• Page excerpt:
[Begin]

I'm Cc'ing the linux-mtd list as well as the authors of the Linux
commits cited below.

For these new readers: I reported a problem with U-Boot 2012.04.01 not
being able to attach an UBI partition in NAND, while Linux (2.6.37) can
attach and repair it.

It looks like an U-Boot bug, but I discovered strange things around the
chip->badblockbits variable (in the NAND code) by comparing the
relevant code in U-Boot and Linux.

Sorry for Cc'ing so many people, but following this issue I was lead
from one subsystem to another (and from U-Boot to Linux).

Previous discussion is here:
http://thread.gmane.org/gmane.comp.boot-loaders.u-boot/149624

Luca Ceresoli wrote:
> Hi Andreas,
>
> Andreas Bie?mann wrote:
>> Hi Luca,
>>
>> On 19.12.2012 16:56, Luca Ceresoli wrote:
>>> Hi Andreas,
>>>
>>> Andreas Bie?mann wrote:
>>> ...

[End]

• Entries shown:
[Begin]

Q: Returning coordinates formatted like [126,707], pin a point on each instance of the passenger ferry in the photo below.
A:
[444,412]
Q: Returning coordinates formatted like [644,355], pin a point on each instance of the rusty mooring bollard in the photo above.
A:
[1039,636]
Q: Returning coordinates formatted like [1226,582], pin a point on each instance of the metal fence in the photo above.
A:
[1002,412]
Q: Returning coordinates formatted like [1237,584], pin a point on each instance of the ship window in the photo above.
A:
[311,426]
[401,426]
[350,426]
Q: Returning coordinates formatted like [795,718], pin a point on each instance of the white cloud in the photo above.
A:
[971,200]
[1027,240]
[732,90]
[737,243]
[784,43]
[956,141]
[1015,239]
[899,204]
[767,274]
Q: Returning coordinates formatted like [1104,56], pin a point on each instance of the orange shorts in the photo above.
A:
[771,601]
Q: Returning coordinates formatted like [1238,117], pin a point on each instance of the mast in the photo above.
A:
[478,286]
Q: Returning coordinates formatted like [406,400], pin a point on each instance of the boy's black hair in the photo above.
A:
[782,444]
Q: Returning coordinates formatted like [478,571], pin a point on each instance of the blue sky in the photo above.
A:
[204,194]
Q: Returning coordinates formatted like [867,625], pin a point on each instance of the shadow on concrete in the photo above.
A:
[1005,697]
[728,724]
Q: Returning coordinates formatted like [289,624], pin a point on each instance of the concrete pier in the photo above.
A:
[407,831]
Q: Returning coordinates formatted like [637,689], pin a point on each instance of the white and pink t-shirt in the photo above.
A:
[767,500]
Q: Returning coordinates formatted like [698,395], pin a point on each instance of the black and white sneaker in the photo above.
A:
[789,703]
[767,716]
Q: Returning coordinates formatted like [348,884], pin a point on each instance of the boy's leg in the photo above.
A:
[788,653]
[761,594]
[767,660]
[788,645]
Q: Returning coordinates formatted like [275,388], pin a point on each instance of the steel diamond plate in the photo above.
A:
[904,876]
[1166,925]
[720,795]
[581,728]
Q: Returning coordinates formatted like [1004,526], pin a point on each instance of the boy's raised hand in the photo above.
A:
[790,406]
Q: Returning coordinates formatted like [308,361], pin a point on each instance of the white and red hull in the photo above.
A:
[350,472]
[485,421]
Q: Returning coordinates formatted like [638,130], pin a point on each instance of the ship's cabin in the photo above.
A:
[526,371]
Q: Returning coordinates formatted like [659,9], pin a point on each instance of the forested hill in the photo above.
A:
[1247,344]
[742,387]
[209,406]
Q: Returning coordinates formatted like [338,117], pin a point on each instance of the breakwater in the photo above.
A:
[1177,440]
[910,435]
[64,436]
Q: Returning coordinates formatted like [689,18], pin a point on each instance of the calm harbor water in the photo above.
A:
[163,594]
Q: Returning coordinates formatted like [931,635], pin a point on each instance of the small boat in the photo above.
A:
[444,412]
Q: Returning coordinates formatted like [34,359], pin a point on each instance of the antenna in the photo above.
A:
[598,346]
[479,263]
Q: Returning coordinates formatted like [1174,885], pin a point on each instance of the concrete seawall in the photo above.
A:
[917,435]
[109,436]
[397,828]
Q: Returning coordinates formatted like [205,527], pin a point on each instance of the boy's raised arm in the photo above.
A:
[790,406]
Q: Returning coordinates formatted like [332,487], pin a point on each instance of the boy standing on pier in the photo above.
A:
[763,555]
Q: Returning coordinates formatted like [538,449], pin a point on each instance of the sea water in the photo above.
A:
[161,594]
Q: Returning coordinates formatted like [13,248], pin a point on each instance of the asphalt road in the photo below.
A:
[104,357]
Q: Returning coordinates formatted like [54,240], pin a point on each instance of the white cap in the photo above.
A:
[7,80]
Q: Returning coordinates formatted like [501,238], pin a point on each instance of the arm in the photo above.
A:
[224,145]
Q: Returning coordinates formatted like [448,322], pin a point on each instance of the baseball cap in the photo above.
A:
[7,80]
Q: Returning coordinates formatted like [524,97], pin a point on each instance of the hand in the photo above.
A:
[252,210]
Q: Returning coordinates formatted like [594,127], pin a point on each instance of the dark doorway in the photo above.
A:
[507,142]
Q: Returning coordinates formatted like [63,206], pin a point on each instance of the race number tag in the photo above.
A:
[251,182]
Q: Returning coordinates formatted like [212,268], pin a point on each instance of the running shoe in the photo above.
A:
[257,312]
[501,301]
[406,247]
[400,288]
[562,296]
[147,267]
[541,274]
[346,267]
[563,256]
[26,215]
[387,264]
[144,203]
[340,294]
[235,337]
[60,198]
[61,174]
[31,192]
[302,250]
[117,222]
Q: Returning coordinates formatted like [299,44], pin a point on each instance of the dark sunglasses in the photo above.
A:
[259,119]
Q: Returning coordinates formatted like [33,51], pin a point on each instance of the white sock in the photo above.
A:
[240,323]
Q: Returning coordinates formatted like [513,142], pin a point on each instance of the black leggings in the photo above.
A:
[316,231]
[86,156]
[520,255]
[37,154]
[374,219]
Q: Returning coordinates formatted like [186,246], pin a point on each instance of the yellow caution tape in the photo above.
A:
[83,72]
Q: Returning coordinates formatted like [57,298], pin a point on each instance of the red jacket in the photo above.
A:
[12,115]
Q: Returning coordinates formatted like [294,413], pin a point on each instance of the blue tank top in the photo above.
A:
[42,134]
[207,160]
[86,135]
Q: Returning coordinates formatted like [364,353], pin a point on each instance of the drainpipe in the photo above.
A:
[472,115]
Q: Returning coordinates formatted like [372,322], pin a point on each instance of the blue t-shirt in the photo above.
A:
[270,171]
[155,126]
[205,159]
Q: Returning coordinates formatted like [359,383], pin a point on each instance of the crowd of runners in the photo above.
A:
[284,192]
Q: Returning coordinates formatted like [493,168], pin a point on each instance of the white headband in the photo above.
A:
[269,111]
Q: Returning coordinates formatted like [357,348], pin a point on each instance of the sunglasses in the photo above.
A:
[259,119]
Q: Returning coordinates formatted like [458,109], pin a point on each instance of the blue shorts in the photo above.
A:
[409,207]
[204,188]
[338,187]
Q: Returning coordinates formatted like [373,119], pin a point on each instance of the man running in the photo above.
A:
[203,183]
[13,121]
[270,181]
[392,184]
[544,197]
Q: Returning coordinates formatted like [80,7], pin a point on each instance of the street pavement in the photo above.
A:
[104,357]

[End]

• Written tasks:
A – Give again the part of the U-Boot message starting with "It looks like" and going on through "U-Boot and Linux.", word for word.
B – Transcribe the records starting with the line with "Q: Returning coordinates formatted like [373,119], pin" and going on through the final line of the records, with no changes.
The U-Boot message and the records are unrelated material.

• Responses for each task:
A –
It looks like an U-Boot bug, but I discovered strange things around the
chip->badblockbits variable (in the NAND code) by comparing the
relevant code in U-Boot and Linux.

B –
Q: Returning coordinates formatted like [373,119], pin a point on each instance of the man running in the photo above.
A:
[203,183]
[13,121]
[270,181]
[392,184]
[544,197]
Q: Returning coordinates formatted like [80,7], pin a point on each instance of the street pavement in the photo above.
A:
[104,357]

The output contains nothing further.